▶ _Goal_
Collect every line of the entries below that contains the string "dryer", and copy each such line in full.

— Start of Exercise data —

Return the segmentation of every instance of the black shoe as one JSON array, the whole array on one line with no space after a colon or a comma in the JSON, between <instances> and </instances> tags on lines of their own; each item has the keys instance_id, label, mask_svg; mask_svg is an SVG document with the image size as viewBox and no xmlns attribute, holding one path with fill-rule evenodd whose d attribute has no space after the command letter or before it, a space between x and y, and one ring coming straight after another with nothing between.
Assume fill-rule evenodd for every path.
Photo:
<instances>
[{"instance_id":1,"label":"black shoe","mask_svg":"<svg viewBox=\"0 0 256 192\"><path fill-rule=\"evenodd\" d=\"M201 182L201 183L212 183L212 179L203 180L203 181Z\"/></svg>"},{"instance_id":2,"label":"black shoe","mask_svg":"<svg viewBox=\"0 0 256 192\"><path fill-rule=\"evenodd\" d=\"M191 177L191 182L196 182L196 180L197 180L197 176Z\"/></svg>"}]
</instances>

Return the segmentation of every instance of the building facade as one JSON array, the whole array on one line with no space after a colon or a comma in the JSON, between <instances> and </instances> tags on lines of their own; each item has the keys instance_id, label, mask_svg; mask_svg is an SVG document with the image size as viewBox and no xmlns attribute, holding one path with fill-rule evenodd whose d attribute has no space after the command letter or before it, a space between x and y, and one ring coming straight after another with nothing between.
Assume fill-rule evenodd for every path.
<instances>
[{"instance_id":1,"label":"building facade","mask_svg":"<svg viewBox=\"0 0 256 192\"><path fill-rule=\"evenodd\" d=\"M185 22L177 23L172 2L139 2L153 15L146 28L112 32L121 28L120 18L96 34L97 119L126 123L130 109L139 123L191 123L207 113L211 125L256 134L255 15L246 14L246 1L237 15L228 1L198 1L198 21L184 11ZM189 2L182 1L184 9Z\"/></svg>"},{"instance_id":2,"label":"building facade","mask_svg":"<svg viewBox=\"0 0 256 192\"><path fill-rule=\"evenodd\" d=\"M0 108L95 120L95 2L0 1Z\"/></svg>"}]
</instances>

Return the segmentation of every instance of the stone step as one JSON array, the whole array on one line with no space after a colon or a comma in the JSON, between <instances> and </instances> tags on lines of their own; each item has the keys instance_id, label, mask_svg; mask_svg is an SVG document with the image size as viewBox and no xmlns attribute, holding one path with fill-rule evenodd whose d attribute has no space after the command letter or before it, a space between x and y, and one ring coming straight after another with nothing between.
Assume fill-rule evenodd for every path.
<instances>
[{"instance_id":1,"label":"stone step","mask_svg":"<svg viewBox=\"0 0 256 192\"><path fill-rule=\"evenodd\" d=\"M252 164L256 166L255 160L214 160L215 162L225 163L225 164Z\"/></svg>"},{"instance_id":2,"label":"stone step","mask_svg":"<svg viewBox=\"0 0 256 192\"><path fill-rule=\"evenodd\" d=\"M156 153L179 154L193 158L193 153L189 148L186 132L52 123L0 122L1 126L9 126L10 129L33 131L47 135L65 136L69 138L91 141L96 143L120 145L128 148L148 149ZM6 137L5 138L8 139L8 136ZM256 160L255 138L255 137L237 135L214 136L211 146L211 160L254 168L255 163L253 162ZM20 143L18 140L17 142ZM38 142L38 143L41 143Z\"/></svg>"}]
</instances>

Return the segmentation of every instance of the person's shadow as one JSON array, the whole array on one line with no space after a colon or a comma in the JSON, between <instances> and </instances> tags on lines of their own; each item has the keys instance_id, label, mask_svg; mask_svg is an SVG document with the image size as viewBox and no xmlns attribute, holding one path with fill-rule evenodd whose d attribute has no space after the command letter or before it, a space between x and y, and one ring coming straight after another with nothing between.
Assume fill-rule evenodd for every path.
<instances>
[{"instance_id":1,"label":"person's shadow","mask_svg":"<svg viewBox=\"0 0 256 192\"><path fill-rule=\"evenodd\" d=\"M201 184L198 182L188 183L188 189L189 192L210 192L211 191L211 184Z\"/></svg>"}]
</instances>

— End of Exercise data —
— Start of Exercise data —

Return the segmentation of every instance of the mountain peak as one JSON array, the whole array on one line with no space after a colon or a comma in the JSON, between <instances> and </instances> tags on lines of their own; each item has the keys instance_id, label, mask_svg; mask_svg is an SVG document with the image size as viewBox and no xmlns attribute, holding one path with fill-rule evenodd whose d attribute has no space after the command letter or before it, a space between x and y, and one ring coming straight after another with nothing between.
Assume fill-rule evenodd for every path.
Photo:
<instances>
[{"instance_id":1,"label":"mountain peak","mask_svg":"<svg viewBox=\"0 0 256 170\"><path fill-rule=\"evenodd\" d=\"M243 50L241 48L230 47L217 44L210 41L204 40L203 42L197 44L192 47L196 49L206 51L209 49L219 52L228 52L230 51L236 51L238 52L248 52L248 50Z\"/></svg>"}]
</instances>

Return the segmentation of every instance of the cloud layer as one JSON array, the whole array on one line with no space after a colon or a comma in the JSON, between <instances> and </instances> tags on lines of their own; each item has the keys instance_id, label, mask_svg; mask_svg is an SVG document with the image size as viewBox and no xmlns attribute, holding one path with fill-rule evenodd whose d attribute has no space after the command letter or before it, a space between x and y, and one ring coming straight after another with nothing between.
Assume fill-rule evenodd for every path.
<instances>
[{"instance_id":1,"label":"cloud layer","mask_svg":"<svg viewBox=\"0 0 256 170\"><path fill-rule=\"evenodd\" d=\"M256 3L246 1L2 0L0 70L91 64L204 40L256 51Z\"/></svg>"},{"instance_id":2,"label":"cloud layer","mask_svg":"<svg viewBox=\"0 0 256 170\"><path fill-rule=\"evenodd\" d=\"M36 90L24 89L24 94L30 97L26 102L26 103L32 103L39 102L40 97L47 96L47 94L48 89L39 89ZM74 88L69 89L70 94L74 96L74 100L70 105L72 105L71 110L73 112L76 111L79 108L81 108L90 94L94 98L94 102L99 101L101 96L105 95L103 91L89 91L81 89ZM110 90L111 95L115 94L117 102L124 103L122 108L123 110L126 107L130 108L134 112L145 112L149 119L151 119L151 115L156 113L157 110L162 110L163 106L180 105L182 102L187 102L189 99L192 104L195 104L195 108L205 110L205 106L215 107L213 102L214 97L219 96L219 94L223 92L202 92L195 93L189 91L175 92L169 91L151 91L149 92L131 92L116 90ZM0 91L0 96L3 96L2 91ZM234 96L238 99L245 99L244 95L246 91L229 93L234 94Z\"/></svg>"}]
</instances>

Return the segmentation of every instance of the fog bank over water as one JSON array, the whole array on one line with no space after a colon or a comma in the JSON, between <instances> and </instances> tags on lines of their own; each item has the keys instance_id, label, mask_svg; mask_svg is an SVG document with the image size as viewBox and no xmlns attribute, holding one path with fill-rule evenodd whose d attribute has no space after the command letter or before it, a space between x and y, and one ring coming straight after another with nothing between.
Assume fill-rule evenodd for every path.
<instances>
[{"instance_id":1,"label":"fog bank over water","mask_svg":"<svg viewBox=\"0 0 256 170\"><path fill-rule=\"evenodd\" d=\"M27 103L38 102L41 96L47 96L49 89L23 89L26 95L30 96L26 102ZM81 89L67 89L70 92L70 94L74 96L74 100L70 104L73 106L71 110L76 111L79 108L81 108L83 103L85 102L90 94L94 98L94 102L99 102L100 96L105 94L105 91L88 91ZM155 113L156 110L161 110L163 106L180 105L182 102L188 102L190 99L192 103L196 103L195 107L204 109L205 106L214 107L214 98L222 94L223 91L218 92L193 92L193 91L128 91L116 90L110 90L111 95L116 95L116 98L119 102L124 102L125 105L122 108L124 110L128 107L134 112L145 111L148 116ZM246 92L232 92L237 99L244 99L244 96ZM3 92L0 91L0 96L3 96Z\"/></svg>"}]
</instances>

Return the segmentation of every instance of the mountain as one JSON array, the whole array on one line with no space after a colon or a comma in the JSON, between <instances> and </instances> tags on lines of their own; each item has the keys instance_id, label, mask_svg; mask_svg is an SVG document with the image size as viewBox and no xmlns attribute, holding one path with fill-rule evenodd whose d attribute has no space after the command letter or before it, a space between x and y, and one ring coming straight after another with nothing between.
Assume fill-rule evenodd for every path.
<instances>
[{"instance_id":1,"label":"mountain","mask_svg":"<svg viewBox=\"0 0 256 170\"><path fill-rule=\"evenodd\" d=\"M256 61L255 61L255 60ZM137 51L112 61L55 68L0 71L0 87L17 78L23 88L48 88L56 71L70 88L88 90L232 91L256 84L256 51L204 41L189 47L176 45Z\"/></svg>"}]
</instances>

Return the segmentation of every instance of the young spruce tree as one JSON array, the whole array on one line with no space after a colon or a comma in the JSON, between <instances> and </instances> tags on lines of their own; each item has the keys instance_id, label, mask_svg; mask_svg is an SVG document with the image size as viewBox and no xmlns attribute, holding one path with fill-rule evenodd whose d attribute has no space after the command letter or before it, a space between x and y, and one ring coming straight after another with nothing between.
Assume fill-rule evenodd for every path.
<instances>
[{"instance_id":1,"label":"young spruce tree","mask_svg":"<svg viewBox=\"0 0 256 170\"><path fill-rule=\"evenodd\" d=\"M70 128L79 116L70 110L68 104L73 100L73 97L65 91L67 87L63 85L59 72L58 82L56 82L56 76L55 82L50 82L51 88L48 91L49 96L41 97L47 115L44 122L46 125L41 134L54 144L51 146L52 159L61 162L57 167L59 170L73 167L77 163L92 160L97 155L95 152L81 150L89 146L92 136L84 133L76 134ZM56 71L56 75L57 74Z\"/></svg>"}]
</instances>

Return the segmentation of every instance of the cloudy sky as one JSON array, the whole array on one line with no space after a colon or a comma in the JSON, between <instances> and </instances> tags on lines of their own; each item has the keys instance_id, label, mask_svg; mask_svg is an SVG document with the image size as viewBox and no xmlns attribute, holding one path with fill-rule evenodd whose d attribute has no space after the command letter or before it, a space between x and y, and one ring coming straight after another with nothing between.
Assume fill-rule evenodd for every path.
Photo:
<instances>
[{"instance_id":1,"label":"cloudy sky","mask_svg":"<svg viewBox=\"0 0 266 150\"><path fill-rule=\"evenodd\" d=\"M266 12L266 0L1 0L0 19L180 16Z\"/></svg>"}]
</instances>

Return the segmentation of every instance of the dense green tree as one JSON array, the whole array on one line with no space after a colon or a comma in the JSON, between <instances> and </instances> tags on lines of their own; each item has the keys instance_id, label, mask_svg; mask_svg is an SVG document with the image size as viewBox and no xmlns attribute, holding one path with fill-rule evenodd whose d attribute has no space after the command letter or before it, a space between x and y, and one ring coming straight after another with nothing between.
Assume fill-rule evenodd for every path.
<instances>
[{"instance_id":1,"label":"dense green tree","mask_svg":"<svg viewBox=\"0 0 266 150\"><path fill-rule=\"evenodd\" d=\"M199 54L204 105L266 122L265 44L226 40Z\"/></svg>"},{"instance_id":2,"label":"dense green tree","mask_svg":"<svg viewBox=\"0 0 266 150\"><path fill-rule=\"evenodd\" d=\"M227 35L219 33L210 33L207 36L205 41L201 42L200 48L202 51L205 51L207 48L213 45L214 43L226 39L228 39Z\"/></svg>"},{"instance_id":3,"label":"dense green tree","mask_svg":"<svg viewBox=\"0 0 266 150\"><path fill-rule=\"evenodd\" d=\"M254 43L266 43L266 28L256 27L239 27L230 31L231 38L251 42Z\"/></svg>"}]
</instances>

— End of Exercise data —
— Start of Exercise data —

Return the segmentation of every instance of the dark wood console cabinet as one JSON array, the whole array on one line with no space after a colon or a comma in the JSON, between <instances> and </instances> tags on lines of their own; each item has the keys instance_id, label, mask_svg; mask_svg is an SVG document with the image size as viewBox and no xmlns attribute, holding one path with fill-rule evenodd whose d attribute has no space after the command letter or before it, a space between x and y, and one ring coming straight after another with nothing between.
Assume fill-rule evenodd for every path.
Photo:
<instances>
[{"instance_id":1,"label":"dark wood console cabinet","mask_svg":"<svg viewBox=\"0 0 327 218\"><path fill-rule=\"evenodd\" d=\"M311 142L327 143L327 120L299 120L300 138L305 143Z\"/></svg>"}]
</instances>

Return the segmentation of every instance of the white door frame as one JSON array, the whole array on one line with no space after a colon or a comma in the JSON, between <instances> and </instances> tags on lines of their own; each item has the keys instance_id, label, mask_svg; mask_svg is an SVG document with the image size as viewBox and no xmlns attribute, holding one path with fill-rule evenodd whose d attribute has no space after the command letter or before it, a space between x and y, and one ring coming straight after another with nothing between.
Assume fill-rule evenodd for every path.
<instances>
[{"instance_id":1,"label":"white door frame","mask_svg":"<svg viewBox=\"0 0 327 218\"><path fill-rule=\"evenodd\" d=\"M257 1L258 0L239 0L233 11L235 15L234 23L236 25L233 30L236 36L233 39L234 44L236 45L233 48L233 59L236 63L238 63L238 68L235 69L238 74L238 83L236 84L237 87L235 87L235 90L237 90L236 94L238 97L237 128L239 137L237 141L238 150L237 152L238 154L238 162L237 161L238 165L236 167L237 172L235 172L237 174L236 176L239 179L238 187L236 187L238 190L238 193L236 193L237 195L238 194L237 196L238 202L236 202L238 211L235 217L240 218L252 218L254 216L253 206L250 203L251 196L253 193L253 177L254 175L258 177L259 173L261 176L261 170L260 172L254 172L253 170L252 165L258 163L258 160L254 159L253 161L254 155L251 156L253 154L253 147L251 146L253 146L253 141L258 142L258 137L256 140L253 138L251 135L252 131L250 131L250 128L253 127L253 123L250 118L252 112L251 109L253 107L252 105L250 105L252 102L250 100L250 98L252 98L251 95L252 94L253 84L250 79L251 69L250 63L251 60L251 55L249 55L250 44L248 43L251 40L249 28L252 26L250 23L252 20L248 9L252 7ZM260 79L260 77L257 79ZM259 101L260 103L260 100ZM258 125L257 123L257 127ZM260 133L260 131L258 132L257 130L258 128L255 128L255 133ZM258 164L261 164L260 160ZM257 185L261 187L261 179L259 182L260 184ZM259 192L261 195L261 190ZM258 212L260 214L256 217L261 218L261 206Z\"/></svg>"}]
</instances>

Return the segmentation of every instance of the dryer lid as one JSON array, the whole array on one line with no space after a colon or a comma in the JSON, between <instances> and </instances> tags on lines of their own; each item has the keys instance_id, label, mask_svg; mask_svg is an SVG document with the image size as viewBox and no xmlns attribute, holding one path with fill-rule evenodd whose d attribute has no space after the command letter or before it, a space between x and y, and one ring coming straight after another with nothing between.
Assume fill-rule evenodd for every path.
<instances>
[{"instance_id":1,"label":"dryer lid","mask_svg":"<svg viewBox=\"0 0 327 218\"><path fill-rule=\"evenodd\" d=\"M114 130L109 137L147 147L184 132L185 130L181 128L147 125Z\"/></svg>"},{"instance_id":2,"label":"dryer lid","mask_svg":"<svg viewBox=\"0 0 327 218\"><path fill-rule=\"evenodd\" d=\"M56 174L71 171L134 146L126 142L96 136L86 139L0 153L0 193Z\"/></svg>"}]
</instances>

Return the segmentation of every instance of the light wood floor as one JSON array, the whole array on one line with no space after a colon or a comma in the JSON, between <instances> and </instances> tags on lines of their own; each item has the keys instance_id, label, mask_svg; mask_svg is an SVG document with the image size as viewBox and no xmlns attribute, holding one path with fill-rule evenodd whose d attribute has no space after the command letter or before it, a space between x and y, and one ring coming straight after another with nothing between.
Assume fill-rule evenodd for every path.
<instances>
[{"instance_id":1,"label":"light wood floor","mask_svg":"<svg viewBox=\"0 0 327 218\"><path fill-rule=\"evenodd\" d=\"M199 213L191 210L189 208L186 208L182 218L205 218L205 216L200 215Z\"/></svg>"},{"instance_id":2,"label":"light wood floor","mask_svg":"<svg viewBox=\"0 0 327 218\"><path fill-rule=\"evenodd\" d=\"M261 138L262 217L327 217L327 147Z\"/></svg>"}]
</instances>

— End of Exercise data —

▶ _Response_
Return the segmentation of every instance of the dryer lid as one JSON array, the whole array on one line with no space after a colon or a comma in the JSON, between <instances> and </instances> tags on lines of their own; each item has the keys instance_id, label, mask_svg; mask_svg is an SVG document with the image size as viewBox and no xmlns attribute, holding one path with fill-rule evenodd whose d attribute has no space after the command letter or before it, a space between x and y, and one ring coming straight after another with nothing between.
[{"instance_id":1,"label":"dryer lid","mask_svg":"<svg viewBox=\"0 0 327 218\"><path fill-rule=\"evenodd\" d=\"M114 130L109 137L147 147L184 132L185 130L181 128L147 125Z\"/></svg>"},{"instance_id":2,"label":"dryer lid","mask_svg":"<svg viewBox=\"0 0 327 218\"><path fill-rule=\"evenodd\" d=\"M56 174L71 171L134 146L126 142L96 136L86 139L0 153L0 193Z\"/></svg>"}]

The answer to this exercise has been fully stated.